* Text section
For a moment, I didn’t know what I was looking at or why I was looking at it; this guy was talking to the cameraman about wrangling between ten- and fifty-thousand bees. Suddenly, Steve-O and Dave England arrive in nothing but their underwear and plush teddy bear hats, and they’re looking nervously at a tether ball pole. Yes, the ball was stuffed with thousands of angry bees, and as the two players approached it, the fear on their faces was delicious.
I realized then that I hadn’t lost the ability to appreciate Jackass; it’s just that the movie’s warm-up was painfully lame. After the bee tetherball scene, the stunts and pranks got better and better. From a candid-camera setup where three midgets get in a bar fight—which is broken up by a squad of midget cops and cleaned up by midget paramedics in a seamless, three-minute clown-car of a scene—to the gang exploring all the ways one can make use of the back end of a fighter jet, the spirit of Jackass thrived. The inventiveness of the gags and the glee of those involved made the whole experience an absolute joy.
Jackass has a reputation of being a dumb stunt show, but the reality is that it’s a dumb stunt show with money. Sure, this crew made their mark by filming dangerous tricks in their back yards, but now they can afford to pull off really complex bits, limited only by their sick imaginations. What’s nice about Jackass 3, though, is the balance it strikes between the relatively mundane (using Super Mighty Glue to bond a very large man to a midget in the 69 position) to the spectacularly gross (launching a loaded Port-O-John on a mega bungee rig with Steve-O strapped to the seat inside). Not all the gags are gems, but for every guy in a gorilla suit wrecking a fancy hotel room there’s an obstacle course comprised of fifteen dangling stun guns and four cattle prods that must be traversed by six guys dressed in old-timey prison outfits.
So maybe the Jackass films aren’t everyone’s cup of tea. But that in no way de-values them as art.
How can sawing down a forty-foot fir tree with two guys dressed as Santa and an elf atop it qualify as art? Leaving the “performance art” debate aside, the key to understanding Jackass 3 lies in appreciating the filmmaking. This isn’t a ninety-minute clip show shot on handheld cameras, this is a team of skilled craftsmen bringing the audience inside the experience of a guy getting flipped in the air after having his groin smashed by a charging bull. The aforementioned slo-mo replay and multiple camera angles help, but the sound puts everything over the top, creating a complete vicarious experience that gets a reaction; which is as solid a definition of art as any film can hope to accomplish.

* Exercise 1
In the Jackass 3 review, what was the tether ball stuffed with?
* Exercise 2
Carry the Jackass 3 review on past its last sentence.
The items that come after the text are from a separate source.

* Supplied material
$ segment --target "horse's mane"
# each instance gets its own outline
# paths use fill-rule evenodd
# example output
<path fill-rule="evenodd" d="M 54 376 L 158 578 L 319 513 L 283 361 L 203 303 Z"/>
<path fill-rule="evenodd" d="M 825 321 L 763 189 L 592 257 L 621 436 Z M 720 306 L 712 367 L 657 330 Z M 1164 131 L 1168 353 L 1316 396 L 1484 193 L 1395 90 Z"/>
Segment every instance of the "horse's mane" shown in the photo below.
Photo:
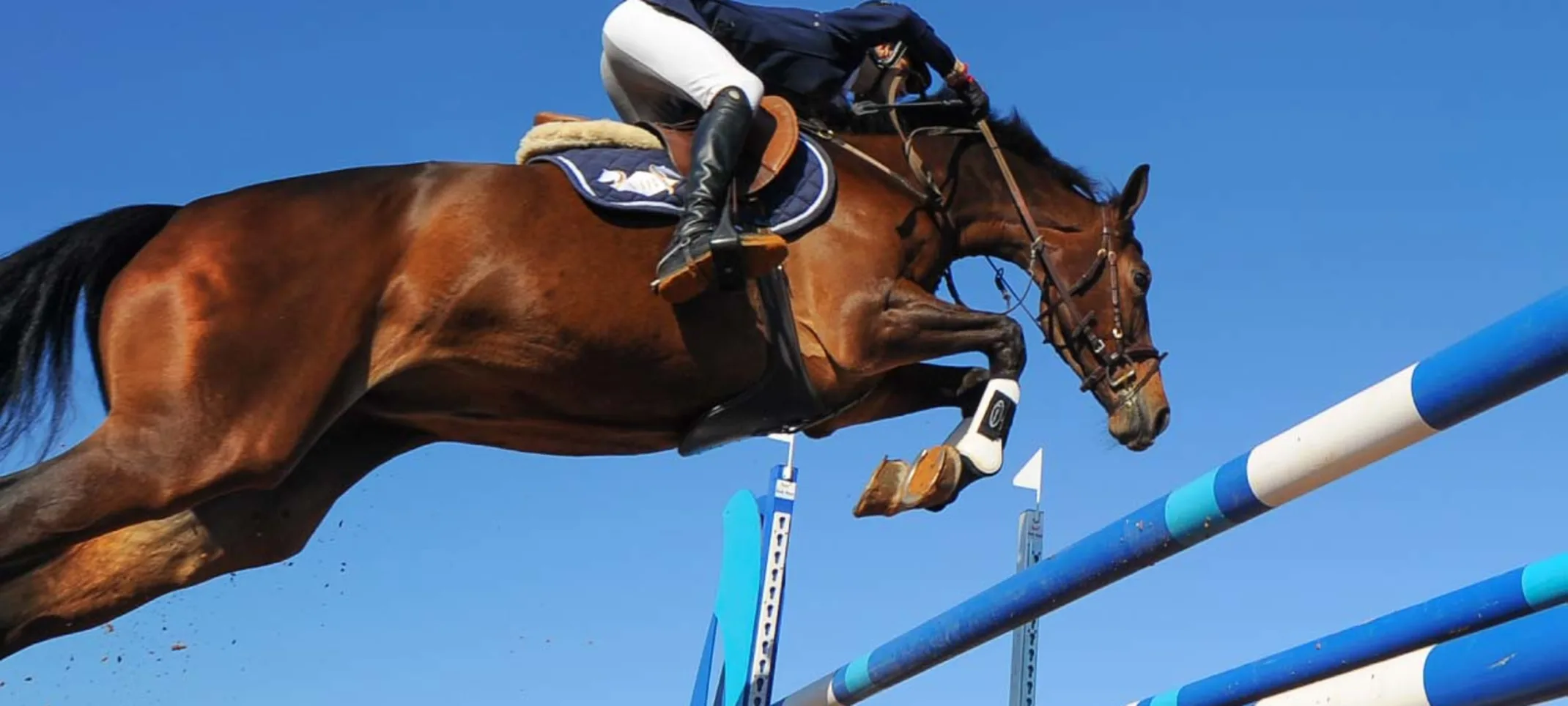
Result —
<path fill-rule="evenodd" d="M 930 100 L 950 100 L 958 96 L 949 88 L 942 88 L 941 93 L 931 94 Z M 897 126 L 892 122 L 892 116 L 887 111 L 877 111 L 872 115 L 842 116 L 844 122 L 839 130 L 845 133 L 858 135 L 897 135 Z M 920 107 L 911 110 L 898 111 L 898 121 L 903 122 L 905 130 L 914 130 L 917 127 L 953 127 L 953 126 L 974 126 L 974 118 L 969 115 L 969 108 L 963 107 Z M 1016 154 L 1018 157 L 1027 160 L 1033 166 L 1043 168 L 1052 179 L 1055 179 L 1062 187 L 1083 195 L 1083 198 L 1104 204 L 1115 198 L 1115 193 L 1104 188 L 1098 180 L 1091 179 L 1077 166 L 1057 158 L 1051 154 L 1051 149 L 1040 141 L 1035 130 L 1029 127 L 1029 121 L 1018 115 L 1018 110 L 1011 110 L 1007 115 L 993 111 L 986 122 L 991 124 L 991 133 L 996 135 L 997 144 Z"/>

* Response area 1
Thousands of angry bees.

* Response area 2
I should mention that the Jackass guys aren’t two-dimensional cartoon characters. Though their bodies are rubbery and tattooed with all the cohesion of a sixth-grader’s notebook, Jeff Tremaine knows that capturing their humanity is the key to getting the audience to empathize with them. Instead of fearlessly jumping into every life-threatening bit, we see them as nervous, angry, and sometimes downright scared—as if they’re re-thinking their life choices in real-time. Of course, no one chickens out in Jackass, and the post-stunt reaction varies from elation to “Get me to the hospital, that was fucking stupid”.
Who knows if we’ll see Jackass 4 (or Jackass 14)? I thought the last film would be The Last Film, but as long as there are untapped possibilities for live scorpions, I guess we’re stuck with Knoxville and company.
That’s fine by me. It’s a hell of a way to make a living, especially compared to those of us whose daily exposure to the outdoors is limited to walking from the house to the car and from the car to the office. These movies are real-life Peter Pan fantasies, where Peter gets off on broken bones and excrement.
Note: I opted out of seeing this movie in 3D. While I highly recommend seeing this in a theatre, the filmmakers do a solid enough job of giving extra dimension to the 2D version that you don't need to buy those silly glasses.